======== Dataset extract

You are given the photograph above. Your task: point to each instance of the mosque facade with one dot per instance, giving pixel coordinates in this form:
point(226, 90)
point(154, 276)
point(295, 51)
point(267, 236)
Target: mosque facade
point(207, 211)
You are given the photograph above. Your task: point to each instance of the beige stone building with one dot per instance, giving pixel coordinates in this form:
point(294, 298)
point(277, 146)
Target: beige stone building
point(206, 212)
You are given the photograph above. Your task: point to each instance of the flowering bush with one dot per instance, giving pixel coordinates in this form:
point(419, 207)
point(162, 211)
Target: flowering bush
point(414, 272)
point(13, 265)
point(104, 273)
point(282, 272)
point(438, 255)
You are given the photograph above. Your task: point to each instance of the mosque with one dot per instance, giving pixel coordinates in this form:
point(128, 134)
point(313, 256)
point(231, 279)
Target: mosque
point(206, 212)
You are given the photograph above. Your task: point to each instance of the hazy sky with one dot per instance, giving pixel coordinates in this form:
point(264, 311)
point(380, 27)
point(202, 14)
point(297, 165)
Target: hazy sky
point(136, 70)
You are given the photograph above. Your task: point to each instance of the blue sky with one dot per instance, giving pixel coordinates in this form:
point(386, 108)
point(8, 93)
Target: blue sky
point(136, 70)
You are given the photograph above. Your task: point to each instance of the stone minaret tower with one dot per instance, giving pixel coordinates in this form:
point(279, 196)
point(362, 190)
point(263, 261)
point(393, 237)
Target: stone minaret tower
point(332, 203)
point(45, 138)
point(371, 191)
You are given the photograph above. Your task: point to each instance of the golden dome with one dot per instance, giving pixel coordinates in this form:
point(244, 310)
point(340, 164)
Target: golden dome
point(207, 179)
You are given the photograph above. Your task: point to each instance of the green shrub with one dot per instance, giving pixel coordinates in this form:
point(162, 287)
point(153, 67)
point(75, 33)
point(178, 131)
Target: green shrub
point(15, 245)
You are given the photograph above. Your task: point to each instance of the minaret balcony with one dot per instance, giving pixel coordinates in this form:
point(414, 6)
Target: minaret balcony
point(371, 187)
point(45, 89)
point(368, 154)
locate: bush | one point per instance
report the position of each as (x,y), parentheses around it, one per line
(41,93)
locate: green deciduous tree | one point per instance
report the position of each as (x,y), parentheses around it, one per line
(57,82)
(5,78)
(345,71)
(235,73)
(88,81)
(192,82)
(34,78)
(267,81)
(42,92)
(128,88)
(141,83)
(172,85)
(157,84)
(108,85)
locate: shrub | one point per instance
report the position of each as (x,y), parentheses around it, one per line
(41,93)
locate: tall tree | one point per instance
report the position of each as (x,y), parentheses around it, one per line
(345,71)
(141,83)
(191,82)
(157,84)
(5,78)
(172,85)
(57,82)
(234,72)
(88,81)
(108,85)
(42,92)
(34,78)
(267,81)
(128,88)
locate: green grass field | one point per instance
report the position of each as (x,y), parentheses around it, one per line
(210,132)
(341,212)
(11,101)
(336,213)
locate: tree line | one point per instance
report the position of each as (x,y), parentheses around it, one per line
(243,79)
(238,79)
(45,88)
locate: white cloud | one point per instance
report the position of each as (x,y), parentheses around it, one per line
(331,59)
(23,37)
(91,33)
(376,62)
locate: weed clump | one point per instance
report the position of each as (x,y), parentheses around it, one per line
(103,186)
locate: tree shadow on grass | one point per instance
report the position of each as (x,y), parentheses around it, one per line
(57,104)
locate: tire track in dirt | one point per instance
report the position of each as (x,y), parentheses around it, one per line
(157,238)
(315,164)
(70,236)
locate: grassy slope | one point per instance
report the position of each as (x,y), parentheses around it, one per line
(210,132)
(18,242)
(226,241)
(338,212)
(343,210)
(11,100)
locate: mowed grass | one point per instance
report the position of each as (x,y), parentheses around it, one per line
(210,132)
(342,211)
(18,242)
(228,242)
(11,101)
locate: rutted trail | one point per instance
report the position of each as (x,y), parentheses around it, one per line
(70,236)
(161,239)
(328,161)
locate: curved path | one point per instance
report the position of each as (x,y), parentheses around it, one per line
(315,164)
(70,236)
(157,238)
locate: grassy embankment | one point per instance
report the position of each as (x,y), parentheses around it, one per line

================

— Task to carry out —
From the first line of the material above down to the line with "point(162, 211)", output each line exactly; include both of those lines and add no others.

— Exercise output —
You are given the photograph above. Your task: point to each instance of the mosque facade with one dot per instance, giving pixel coordinates in this form:
point(226, 90)
point(154, 276)
point(295, 51)
point(267, 236)
Target: mosque facade
point(207, 211)
You are given the photograph above. Your task: point to each instance of the beige stone building with one dot per instance, giving pixel coordinates in this form:
point(294, 298)
point(277, 146)
Target: beige stone building
point(206, 212)
You are given the photograph above. Your task: point to each instance of the flowering bush with one dot per instance, giving pixel coordinates in this form:
point(419, 207)
point(162, 211)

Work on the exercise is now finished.